EXERCISE DETAILS: Start to finish, copy the data exactly.

LISTED RECORDS:
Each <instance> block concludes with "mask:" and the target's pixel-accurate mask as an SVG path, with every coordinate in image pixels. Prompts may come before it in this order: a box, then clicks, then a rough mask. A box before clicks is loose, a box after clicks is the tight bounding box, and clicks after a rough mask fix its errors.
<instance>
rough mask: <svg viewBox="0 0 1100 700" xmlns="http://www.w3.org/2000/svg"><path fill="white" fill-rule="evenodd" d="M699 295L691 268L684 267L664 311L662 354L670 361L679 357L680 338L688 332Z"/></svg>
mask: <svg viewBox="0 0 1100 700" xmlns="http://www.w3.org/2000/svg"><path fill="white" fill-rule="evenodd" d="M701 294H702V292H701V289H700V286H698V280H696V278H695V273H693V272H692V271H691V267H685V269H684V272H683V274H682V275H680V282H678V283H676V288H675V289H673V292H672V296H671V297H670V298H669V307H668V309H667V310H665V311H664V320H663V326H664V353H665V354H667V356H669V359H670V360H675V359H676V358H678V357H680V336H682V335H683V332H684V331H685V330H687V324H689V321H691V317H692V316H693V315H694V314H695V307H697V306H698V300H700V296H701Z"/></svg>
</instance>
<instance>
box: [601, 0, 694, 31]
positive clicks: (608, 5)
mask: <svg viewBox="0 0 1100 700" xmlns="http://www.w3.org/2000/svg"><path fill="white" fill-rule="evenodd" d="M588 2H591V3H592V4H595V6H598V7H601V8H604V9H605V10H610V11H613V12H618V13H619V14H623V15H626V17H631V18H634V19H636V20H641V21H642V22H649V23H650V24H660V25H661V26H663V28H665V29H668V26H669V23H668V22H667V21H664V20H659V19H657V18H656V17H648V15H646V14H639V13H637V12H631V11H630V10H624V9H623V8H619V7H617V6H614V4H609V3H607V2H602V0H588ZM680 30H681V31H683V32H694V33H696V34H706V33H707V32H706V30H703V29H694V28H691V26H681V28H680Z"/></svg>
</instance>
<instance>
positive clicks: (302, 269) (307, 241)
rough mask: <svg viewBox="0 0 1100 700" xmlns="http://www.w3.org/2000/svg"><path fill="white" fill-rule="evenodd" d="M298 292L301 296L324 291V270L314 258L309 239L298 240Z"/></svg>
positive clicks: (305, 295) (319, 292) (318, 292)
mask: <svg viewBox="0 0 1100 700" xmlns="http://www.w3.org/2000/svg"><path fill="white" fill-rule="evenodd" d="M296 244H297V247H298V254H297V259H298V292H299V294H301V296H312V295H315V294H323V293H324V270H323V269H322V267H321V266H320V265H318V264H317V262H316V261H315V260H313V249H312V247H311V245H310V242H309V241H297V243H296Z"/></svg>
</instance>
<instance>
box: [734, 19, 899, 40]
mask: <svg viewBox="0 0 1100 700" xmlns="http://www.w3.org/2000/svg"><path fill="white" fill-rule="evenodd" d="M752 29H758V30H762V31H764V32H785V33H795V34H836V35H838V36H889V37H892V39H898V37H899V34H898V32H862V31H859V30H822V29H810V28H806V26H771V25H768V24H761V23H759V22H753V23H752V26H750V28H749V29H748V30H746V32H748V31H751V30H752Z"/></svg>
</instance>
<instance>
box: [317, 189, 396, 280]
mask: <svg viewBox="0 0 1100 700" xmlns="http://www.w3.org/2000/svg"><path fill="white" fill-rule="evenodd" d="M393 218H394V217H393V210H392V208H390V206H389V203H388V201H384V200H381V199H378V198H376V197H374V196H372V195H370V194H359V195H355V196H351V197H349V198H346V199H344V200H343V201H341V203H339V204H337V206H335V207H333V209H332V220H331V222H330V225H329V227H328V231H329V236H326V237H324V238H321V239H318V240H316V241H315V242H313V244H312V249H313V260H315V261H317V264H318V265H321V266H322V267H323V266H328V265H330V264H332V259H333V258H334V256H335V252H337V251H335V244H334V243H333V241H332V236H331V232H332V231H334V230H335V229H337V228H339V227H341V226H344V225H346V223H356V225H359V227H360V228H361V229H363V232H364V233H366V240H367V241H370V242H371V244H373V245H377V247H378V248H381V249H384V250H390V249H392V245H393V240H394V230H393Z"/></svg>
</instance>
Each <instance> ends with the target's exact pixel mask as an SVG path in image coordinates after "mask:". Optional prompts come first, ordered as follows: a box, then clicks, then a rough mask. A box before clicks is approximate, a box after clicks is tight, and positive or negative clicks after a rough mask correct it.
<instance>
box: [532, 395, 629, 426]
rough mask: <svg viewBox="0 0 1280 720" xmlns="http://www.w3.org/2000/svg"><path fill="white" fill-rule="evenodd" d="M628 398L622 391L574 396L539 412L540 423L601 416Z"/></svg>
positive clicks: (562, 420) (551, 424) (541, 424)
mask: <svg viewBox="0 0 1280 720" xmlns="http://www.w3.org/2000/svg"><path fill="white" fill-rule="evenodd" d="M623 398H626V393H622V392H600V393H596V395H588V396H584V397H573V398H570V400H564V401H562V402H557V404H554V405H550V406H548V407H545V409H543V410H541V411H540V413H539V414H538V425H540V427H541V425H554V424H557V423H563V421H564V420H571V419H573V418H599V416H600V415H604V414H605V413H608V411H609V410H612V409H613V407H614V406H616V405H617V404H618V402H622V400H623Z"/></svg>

EXPECTED ANSWER:
Each <instance> block concludes with "mask:" and the target's pixel-accurate mask as an SVG path, with every coordinate in image pixels. Prompts may come before it in this order: a box, then clicks, then a rough mask. A box before clicks is loose, a box after clicks is the tight bounding box, and clicks after a rough mask fix its errors.
<instance>
rough mask: <svg viewBox="0 0 1100 700" xmlns="http://www.w3.org/2000/svg"><path fill="white" fill-rule="evenodd" d="M699 295L691 268L684 267L664 311L662 354L670 361L679 357L680 338L688 332Z"/></svg>
mask: <svg viewBox="0 0 1100 700" xmlns="http://www.w3.org/2000/svg"><path fill="white" fill-rule="evenodd" d="M701 294H702V292H701V289H700V286H698V280H696V278H695V273H693V272H692V271H691V267H685V269H684V272H683V274H682V275H680V282H678V283H676V288H675V289H673V292H672V296H671V297H670V298H669V307H668V309H667V310H665V311H664V320H663V326H664V353H665V354H667V356H669V359H670V360H675V359H676V358H678V357H680V336H682V335H683V332H684V331H685V330H687V324H689V321H691V317H692V316H693V315H694V314H695V307H697V306H698V300H700V296H701Z"/></svg>
</instance>
<instance>
box: [601, 0, 694, 31]
positive clicks: (608, 5)
mask: <svg viewBox="0 0 1100 700" xmlns="http://www.w3.org/2000/svg"><path fill="white" fill-rule="evenodd" d="M588 2H591V3H592V4H595V6H598V7H601V8H604V9H605V10H610V11H613V12H618V13H619V14H623V15H626V17H631V18H634V19H636V20H641V21H642V22H649V23H650V24H660V25H661V26H663V28H665V29H668V26H669V23H668V22H667V21H664V20H659V19H657V18H656V17H648V15H646V14H639V13H637V12H631V11H630V10H624V9H623V8H619V7H617V6H614V4H609V3H607V2H602V0H588ZM680 30H681V31H683V32H694V33H696V34H706V33H707V32H706V30H703V29H694V28H691V26H681V28H680Z"/></svg>
</instance>
<instance>
positive clicks: (302, 269) (307, 241)
rough mask: <svg viewBox="0 0 1100 700" xmlns="http://www.w3.org/2000/svg"><path fill="white" fill-rule="evenodd" d="M298 292L301 296L324 291V270L314 258L309 239L298 240Z"/></svg>
positive clicks: (305, 295) (319, 292) (318, 292)
mask: <svg viewBox="0 0 1100 700" xmlns="http://www.w3.org/2000/svg"><path fill="white" fill-rule="evenodd" d="M296 244H297V247H298V254H297V259H298V292H299V294H301V296H312V295H315V294H323V293H324V270H323V269H322V267H321V266H320V265H318V264H317V262H316V261H315V260H313V249H312V247H311V245H310V242H309V241H297V243H296Z"/></svg>
</instance>
<instance>
box: [734, 19, 899, 40]
mask: <svg viewBox="0 0 1100 700" xmlns="http://www.w3.org/2000/svg"><path fill="white" fill-rule="evenodd" d="M752 29H758V30H762V31H764V32H785V33H795V34H836V35H838V36H889V37H892V39H898V37H899V34H898V32H862V31H859V30H822V29H810V28H806V26H771V25H768V24H761V23H759V22H753V23H752V26H750V28H749V29H748V30H746V32H748V31H751V30H752Z"/></svg>
</instance>
<instance>
box: [317, 189, 396, 280]
mask: <svg viewBox="0 0 1100 700" xmlns="http://www.w3.org/2000/svg"><path fill="white" fill-rule="evenodd" d="M393 218H394V217H393V210H392V208H390V206H389V203H388V201H384V200H381V199H378V198H376V197H374V196H372V195H370V194H359V195H355V196H351V197H349V198H346V199H344V200H343V201H341V203H339V204H337V206H335V207H333V209H332V220H331V222H330V225H329V227H328V231H329V236H326V237H324V238H321V239H318V240H316V241H315V242H313V244H312V249H313V260H315V261H317V264H318V265H321V266H322V267H323V266H328V265H330V264H332V259H333V258H334V256H335V252H337V251H335V244H334V243H333V241H332V236H331V232H332V231H334V230H335V229H337V228H339V227H341V226H344V225H346V223H356V225H359V227H360V228H361V229H363V232H364V233H366V240H367V241H370V242H371V244H373V245H377V247H378V248H381V249H384V250H390V249H392V245H393V240H394V230H393Z"/></svg>
</instance>
Each <instance> ends with the target's exact pixel mask as an SVG path in image coordinates after "mask:". Optional prompts come first, ordered as follows: a box, then clicks, then a rough mask. A box before clicks is approximate, a box after clicks is tight, and positive or negative clicks after a rough mask correct it.
<instance>
box: [532, 395, 629, 426]
rough mask: <svg viewBox="0 0 1280 720" xmlns="http://www.w3.org/2000/svg"><path fill="white" fill-rule="evenodd" d="M628 398L622 391L574 396L539 412L540 423L601 416Z"/></svg>
positive clicks: (562, 420) (551, 424) (541, 424)
mask: <svg viewBox="0 0 1280 720" xmlns="http://www.w3.org/2000/svg"><path fill="white" fill-rule="evenodd" d="M623 398H626V393H622V392H600V393H596V395H588V396H584V397H573V398H570V400H564V401H562V402H557V404H554V405H550V406H548V407H545V409H543V410H541V411H540V413H539V414H538V425H540V427H541V425H554V424H557V423H563V421H564V420H571V419H573V418H599V416H600V415H604V414H605V413H608V411H609V410H612V409H613V407H614V406H616V405H617V404H618V402H622V400H623Z"/></svg>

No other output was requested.